- Problem details -
Rewrite the rows below with every "keypoint" changed to "marker" and nothing else altered. Leave out the pictures.

- Excerpted records -

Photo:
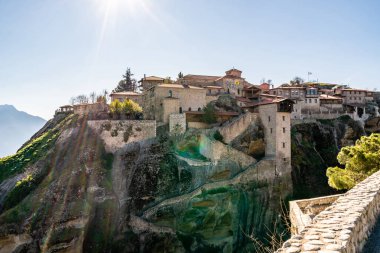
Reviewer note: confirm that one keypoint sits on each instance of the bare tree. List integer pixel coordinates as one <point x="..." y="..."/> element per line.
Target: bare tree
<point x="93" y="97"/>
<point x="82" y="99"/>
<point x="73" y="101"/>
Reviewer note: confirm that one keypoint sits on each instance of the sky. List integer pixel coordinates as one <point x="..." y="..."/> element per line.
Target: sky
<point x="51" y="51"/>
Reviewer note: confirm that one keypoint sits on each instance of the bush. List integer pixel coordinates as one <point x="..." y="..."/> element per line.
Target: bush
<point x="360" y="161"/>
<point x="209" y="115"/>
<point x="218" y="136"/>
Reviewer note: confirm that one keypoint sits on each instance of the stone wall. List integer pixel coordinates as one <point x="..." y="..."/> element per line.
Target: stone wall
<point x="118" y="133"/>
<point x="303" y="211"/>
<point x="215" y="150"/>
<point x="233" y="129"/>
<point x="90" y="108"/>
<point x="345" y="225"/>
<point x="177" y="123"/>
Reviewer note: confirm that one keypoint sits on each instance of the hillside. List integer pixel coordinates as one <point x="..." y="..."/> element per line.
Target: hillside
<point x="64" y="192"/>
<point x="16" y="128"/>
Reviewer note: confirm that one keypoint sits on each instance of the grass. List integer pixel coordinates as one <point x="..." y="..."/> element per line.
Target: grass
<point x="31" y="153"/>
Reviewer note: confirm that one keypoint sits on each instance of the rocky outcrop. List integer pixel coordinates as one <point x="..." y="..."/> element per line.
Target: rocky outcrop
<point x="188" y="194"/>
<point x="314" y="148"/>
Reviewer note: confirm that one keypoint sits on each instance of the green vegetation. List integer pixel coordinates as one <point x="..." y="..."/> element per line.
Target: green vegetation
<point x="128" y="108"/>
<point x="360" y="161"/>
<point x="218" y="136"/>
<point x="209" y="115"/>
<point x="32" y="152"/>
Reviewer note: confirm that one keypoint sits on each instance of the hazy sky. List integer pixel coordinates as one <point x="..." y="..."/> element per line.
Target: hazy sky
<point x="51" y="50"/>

- Solution to this task -
Photo:
Reviewer note: confirm that one marker sits on each instance of the bare tree. List integer pixel coordinates as one <point x="..." y="..."/> element per line.
Target: bare tree
<point x="93" y="97"/>
<point x="82" y="99"/>
<point x="73" y="101"/>
Reviewer note: confirm that one marker sits on each instance of the sky. List integer pixel coordinates as one <point x="..." y="..."/> element per line.
Target: sky
<point x="51" y="51"/>
Reviewer note: confirm that one marker sits on each instance of the bush. List integer pixel coordinates as one <point x="..." y="..."/> element per line.
Target: bush
<point x="360" y="161"/>
<point x="209" y="115"/>
<point x="218" y="136"/>
Reviewer note: confirm that one marker sits on each instance of the stone wall. List integer pixel coordinates as one <point x="..." y="..."/> element per line.
Target: stone wall
<point x="118" y="133"/>
<point x="303" y="211"/>
<point x="215" y="150"/>
<point x="233" y="129"/>
<point x="90" y="108"/>
<point x="345" y="225"/>
<point x="177" y="123"/>
Reviewer note: confirm that one marker sits on each instance of the hillside. List integer pixel coordinates as one <point x="..." y="..."/> element per line.
Target: hillside
<point x="64" y="192"/>
<point x="16" y="128"/>
Reviewer note: confirm that one marker sits on each instance of the grass. List integer pixel coordinates as one <point x="..." y="..."/> element per line.
Target: grass
<point x="31" y="153"/>
Reviewer note: confirm that one marker sits on each instance of the rocky outcrop. List integer pixel coordinates as one <point x="..." y="..."/> element per line.
Target: rocky outcrop
<point x="188" y="194"/>
<point x="314" y="148"/>
Reviewer note: confirm that one marker sits on each instance of the green vegetation. List integer pixel coordinates as one <point x="..." y="..."/> element per line.
Target: green vegetation
<point x="128" y="108"/>
<point x="360" y="161"/>
<point x="218" y="136"/>
<point x="209" y="115"/>
<point x="32" y="152"/>
Reviewer note: confirm that one marker sits on each instance of the hazy sky. List integer pixel coordinates as one <point x="..." y="..."/> element per line.
Target: hazy sky
<point x="51" y="50"/>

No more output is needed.